WHAT YOU NEED TO DO:
1 – In the SEAP interview, how many branches does SEAP have, and in how many states?
2 – Write the next part of the SEAP interview, starting right after its final question.

EXTRACT:
_____

In this interview with Vanguard at the commissioning of its Ibadan office, the Executive Programme Director, SEAP, Deacon Olatunde Oladokun (JP), talks on SEAP is converting to a microfinance bank and other issues that border on Nigerian microfinance.

What informed the management’s decision to convert to a microfinance bank?

SEAP is an NGO microfinance institution (MFI), but based on our expansion plans and increasing membership of over 300,000 in 119 branches in 17 states, we felt it was time for us to convert into a microfinance bank (MFB) so that our activities would be regulated by the Central Bank of Nigeria (CBN).

Our setting up an office in Ibadan and converting to a national MFB because of our numerous offices in different states of Nigeria will enable us compete at the global level as we have ensured that we have all the needed structures on ground.

Poverty alleviation is our watch word and there are different types of poverty like education, health, and the likes, so we have our hands in other pies as well. Apart from having a bottled water subsidiary, we provide health insurance, through Health Care International, to our members so they can receive basic medical services from hospitals.

We also have the SEAP Health Foundation, which is donation from members to the scheme for them to be able to afford health care services. We also have a special financial service for the widows. Though we advise the widows to go for equipment instead of loans, but we low interest loans which they repay over a longer period of time.

We are also into rural agricultural finance scheme which will assist farmers get their goods to the consumers. We are presently working with fish, pig and poultry farmers.

SEAP is the only Nigerian MFI in the top 100 MFIs globally. What is SEAP doing that other operators need to copy?

_____

STORED DATA:
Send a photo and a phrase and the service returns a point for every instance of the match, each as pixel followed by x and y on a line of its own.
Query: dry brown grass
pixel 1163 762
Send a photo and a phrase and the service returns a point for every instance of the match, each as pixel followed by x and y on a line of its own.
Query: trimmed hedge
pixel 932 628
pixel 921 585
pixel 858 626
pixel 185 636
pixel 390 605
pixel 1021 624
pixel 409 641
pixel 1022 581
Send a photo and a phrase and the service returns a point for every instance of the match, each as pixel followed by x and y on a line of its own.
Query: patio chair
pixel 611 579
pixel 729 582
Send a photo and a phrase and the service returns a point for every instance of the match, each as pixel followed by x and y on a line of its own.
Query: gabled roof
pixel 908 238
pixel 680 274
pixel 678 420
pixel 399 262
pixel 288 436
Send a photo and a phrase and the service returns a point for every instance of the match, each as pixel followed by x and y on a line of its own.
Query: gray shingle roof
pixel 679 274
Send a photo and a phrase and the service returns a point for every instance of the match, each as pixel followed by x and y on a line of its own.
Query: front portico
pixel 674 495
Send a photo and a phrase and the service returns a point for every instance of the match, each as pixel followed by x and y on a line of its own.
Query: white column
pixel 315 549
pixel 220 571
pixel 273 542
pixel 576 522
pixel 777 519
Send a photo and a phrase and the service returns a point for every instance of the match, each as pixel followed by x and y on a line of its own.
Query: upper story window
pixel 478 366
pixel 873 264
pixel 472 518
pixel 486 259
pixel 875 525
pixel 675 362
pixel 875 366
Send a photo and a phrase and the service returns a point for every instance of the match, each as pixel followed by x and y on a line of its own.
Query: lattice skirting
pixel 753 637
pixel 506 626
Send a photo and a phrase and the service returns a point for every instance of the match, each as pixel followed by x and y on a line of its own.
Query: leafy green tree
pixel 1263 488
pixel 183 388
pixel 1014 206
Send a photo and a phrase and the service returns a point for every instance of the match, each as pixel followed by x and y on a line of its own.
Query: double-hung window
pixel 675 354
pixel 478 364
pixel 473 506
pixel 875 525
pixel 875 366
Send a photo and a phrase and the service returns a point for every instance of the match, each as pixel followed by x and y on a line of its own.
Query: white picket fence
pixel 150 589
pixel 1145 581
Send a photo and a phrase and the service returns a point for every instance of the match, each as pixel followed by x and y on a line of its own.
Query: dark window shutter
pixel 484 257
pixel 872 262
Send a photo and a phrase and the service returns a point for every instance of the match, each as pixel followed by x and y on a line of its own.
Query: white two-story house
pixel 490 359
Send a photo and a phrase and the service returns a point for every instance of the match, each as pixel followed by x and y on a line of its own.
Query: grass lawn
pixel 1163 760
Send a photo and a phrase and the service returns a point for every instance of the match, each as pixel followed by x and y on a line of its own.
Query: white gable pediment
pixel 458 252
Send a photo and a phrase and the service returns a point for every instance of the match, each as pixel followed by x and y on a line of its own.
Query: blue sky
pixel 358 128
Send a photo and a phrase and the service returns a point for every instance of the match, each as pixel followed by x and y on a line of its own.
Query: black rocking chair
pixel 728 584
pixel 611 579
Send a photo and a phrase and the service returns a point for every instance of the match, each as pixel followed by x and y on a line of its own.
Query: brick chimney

_____

ANSWERS TO THE TASKS:
1 – 119 branches in 17 states.

2 –
Our being the only Nigerian MFI in the top 100 global MFIs is because we are transparent in our operations, expose ourselves to international rating agencies and also train our members on our goals.

We are not perfect and have our share of problems, one of which is lack of funds which hinders our ability to do certain things. But for us to have a future, we need to do things that would attract banks and venture capitalists to invest in us.

Microfinancing is beyond taking loans from MFBs, and this is one area operators are not being straight forward to their customers. We need to preach good savings culture, which is one of the pillars that sustain the sector because it would help build a lasting institution and reduce the frequency at which the institution borrows money too.

The sector’s challenges have to do with the society and when we report cases of default or fraud to the Police, they term it as a civil case and do nothing about it while we lose a lot of money.

We as operators pray that the regulatory bodies would establish a law that makes it a punishable crime for people to borrow money from MFBs without paying.

Though it is almost impossible to divorce default from the microfinance sector, but SEAP has built its structure from the grassroots and members are in charge by mobilising and urging others to pay up. Even when we give individual loans, they still have to go through the groups.

Apart from that, it would be for our mutual benefit for microfinance operators to come together as a body to share ideas and experiences so that we can learn from those that are doing it right and prospering.

We also need to adopt a technology that would curb serial borrowing, which is becoming rampant in the sector as most banks have lost a lot of funds as a result of that.

How does SEAP source for fund, which is a major challenge for MFBs?

Our major source of fund is savings mobilisation but this has affected our ability to reach out to more people as there is a limit to what such fund can do. So we are sourcing for investors and we are talking with Alitheia Capital, Oiko Credit, Ecrofin, and some banks.

But I’m optimistic that the banks would come in once they know that we are regulated, have a strong membership base and is one of the best MFIs in Nigeria.

Presently, we are in partnership with Grameem Foundation, Growing Businesses Foundation, MTN Foundation on rural telephony, the International Finance Corporation (IFC), MTN and Etranzact on mobile savings programme, which is in its pilot phase in Ilorin, Ondo and Oyo states.